• REQUEST 1
Please return everything in the records from the line containing "Target — main landing gear" down to the end of the records, with each line reproduced unchanged.

• DOCUMENT EXTRACT
# Endicia vs. PayPal Shipping



## DRM (Apr 28, 2008)

I just signed up for Endicia to use for my shipping. I accept payment through PayPal. I noticed that I am able to print shipping labels from PayPal as well and was beginning to wonder why I even needed Endicia when all of the information was already ready to print from PayPal. 

Is there a reason why I should stick with Endicia, it's a great program, but I have to pay monthly for it and I have to manually input all of the transaction info (buyer, address, email, transaction ID#, etc.) into Endicia....pain in the butt. Doesn't PayPal do everything that Endicia Does?

Is there a way to integrate the two apps and make things easier if you suggest I do stick with Endicia. A way to import PayPal shipping info into Endicia?

Thanks!


----------



## Rodney (Nov 3, 2004)

For me, it's a matter of effeciency and volume. 

Endicia is much faster for me for shipping lots of individual packages. 

If you aren't shipping that many, and you only use PayPal as your payment method, then it's possible you don't need endicia.

If you ever start accepting credit cards and your volume increases, you may find endicia a better value.

Some other things with endicia that are nice are: hiding the postage paid, customizing the shipping label, customizing the shipping email, etc.

A feature that you may not have seen is when you have the Endicia Dazzle software open, and you copy an address from another program, it _automatically_ pastes that address into the address window of Dazzle so you don't have to manually type anything


----------



## DRM (Apr 28, 2008)

Thanks Rodney!!!! =) I was wondering, if they have Dazzle for mac because I need the features you mentioned. If not, is there a way to quickly import shipping info from paypal to endicia? I'm finding that I have to copy and paste every line item...uggh. Thanks!


----------



## Rodney (Nov 3, 2004)

DRM said:


> Thanks Rodney!!!! =) I was wondering, if they have Dazzle for mac because I need the features you mentioned. If not, is there a way to quickly import shipping info from paypal to endicia? I'm finding that I have to copy and paste every line item...uggh. Thanks!

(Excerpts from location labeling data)

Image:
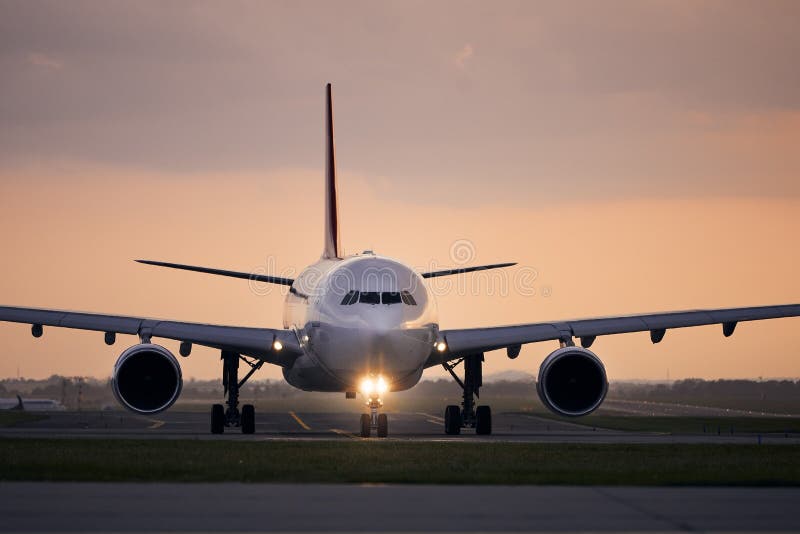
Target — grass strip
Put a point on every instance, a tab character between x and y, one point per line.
15	417
398	462
687	424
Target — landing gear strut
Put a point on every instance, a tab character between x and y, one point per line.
231	417
467	416
373	419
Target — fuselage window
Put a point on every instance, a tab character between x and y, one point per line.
370	297
390	298
350	298
408	298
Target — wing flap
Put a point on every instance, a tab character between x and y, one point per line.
474	340
255	342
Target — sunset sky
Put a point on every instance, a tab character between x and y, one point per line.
630	156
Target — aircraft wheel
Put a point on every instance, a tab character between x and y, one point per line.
452	420
248	419
217	419
483	421
383	425
366	424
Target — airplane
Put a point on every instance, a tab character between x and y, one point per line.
32	405
366	323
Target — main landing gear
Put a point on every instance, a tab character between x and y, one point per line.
467	416
232	417
374	420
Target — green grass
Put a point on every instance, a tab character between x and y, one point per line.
687	425
397	462
15	417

• REQUEST 2
In the thread on Endicia versus PayPal shipping, what happens when an address is copied from another program while the Endicia Dazzle software is open?

• COMPLETE OUTPUT 1
Target — main landing gear
Put a point on every instance, a tab character between x and y, one point per line.
467	416
232	417
374	420
Target — green grass
Put a point on every instance, a tab character between x and y, one point per line.
687	425
397	462
15	417

• COMPLETE OUTPUT 2
Dazzle automatically pastes that address into its address window.